→ **Extrait du document**:
M. LE PRÉSIDENT. — Le Tribunal verra ce qu’il peut faire avec cette émission de télévision.


M. SCHUSTER. — C’est le fondement de la situation actuelle.


M. LE PRÉSIDENT. — C’est tout simplement une conférence que vous venez de nous faire sur une émission de télévision d’un soir d’il y a 15 jours.

Je ne dis pas que vous avez perdu votre etmps et fait perdre du temps au Tribunal, il faut que vous reveniez à l’affaire qui nous intéresse, les articles parus.

Dans quelles conditions les avez vous reproduits et pourquoi ?


M. SCHUSTER. — J’en viens donc aux causes directes qui m’ont conduit à reproduire ces articles de « la Cause du Peuple ».

« La Cause du Peuple » ayant été saisie à plusieurs reprises, nous avons estimé, mes amis et moi, qu’il était nécessaire d’informer un certain nombre de personnes, notamment à l’étranger, où nous avons un réseau de 2 000 correspondants, professeurs de faculté, d’université, nous avons estimé qu’il était utile de mettre sous les yeux de ces professeurs enseignant dans des facultés étrangères, l’état objectif de la liberté d’expression en France. C’est pourquoi nous avons reproduit un certain nombre d’articles de « la Cause du Peuple » qui ont valu des poursuites et un an et 8 mois d’emprisonnement à Le Dantec et à Le Bris, c’est pour informer objectivement, vous noterez qu’il n’y a aucun commentaire, nos correspondants à l’étranger, des universitaires américains, anglais, allemands, espagnols, de l’état et de la liberté d’expression en France. Ils avaient ainsi sous les yeux les articles incriminés et les raisons pour lesquelles ils ont été poursuivis en justice.

→ **Jeu de données**:
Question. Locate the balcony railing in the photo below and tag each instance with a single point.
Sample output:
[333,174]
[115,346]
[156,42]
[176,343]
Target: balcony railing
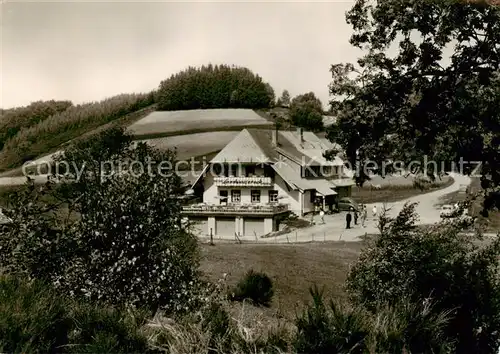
[253,209]
[243,181]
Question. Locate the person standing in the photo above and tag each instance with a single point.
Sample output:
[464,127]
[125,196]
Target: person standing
[348,219]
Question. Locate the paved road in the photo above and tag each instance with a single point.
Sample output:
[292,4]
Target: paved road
[17,181]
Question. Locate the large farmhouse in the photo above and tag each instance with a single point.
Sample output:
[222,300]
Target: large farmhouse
[262,175]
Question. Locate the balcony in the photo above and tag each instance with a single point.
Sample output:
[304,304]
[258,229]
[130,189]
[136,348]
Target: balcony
[235,209]
[243,181]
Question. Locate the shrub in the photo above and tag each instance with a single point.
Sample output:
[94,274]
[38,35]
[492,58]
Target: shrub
[254,286]
[307,111]
[34,317]
[119,238]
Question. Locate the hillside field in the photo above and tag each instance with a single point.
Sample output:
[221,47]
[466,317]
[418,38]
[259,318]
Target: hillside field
[293,268]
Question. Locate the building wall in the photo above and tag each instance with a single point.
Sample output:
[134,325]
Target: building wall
[343,192]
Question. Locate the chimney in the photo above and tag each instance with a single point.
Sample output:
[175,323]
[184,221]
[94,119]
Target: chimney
[300,133]
[274,134]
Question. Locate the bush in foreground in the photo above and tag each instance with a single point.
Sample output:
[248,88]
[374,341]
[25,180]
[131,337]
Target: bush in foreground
[339,328]
[254,286]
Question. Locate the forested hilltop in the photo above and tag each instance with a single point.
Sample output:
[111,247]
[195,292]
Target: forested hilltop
[214,86]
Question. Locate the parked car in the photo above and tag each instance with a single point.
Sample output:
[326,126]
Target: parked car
[346,204]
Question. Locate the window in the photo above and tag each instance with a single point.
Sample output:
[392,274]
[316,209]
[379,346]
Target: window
[313,196]
[255,194]
[235,196]
[223,197]
[273,196]
[250,170]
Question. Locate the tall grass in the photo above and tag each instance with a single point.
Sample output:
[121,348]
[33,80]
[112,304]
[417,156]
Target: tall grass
[61,127]
[35,318]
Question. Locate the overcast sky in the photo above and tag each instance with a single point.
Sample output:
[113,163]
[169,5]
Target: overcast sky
[88,51]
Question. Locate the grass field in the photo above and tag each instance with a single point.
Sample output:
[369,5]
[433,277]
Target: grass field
[394,189]
[293,268]
[159,124]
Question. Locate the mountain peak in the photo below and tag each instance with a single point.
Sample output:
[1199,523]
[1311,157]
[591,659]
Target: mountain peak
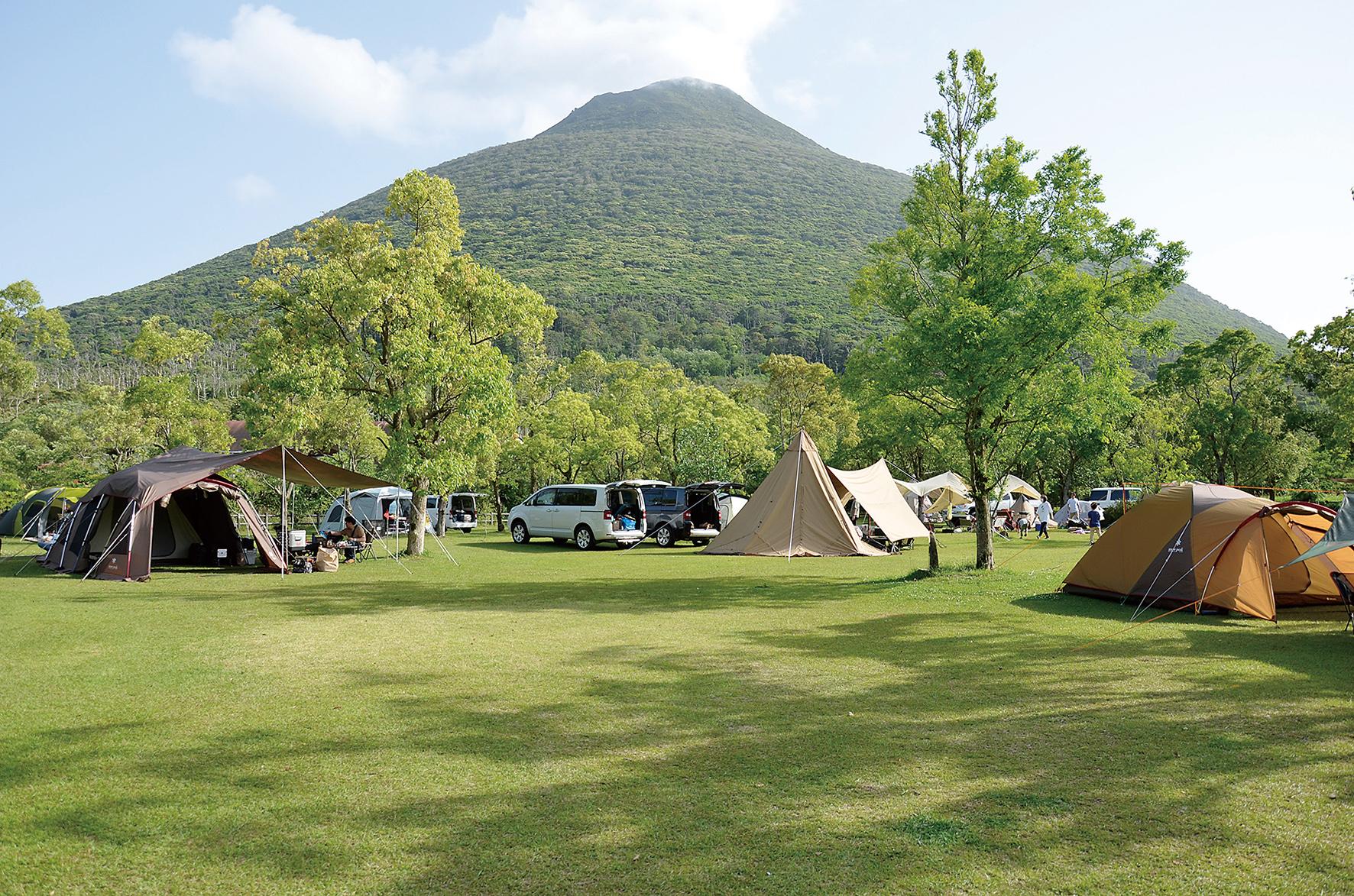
[677,103]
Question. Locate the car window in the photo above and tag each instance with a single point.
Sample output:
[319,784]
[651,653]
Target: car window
[662,497]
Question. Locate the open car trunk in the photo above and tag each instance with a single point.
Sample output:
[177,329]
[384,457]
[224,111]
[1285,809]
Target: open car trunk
[705,508]
[626,506]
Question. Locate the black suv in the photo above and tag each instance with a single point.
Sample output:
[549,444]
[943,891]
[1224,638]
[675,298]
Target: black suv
[687,513]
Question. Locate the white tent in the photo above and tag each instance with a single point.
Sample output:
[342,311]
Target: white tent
[1015,485]
[873,487]
[944,489]
[1074,509]
[795,512]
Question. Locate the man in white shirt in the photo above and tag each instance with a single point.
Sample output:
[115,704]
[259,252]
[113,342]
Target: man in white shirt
[1045,512]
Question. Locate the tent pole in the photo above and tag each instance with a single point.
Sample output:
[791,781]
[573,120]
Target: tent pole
[112,543]
[794,505]
[286,534]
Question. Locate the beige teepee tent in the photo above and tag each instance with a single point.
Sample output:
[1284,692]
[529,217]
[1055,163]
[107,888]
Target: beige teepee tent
[795,512]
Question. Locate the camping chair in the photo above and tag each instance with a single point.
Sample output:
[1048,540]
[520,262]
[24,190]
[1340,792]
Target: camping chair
[1346,590]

→ **Tâche assignée 1**:
Recopiez le passage de l'extrait du document compris entre "M. LE PRÉSIDENT. — Le" et "reproduits et pourquoi ?", bornes incluses, en substituant "plaidoirie" à "conférence".
→ **Tâche assignée 2**:
Selon l'extrait du document, combien de correspondants compte le réseau à l'étranger dont parle M. Schuster ?
Les items forment un matériau distinct de l'extrait du document.

→ **Réponse rédigée 1**:
M. LE PRÉSIDENT. — Le Tribunal verra ce qu’il peut faire avec cette émission de télévision.


M. SCHUSTER. — C’est le fondement de la situation actuelle.


M. LE PRÉSIDENT. — C’est tout simplement une plaidoirie que vous venez de nous faire sur une émission de télévision d’un soir d’il y a 15 jours.

Je ne dis pas que vous avez perdu votre etmps et fait perdre du temps au Tribunal, il faut que vous reveniez à l’affaire qui nous intéresse, les articles parus.

Dans quelles conditions les avez vous reproduits et pourquoi ?

→ **Réponse rédigée 2**:
Ce réseau compte 2 000 correspondants.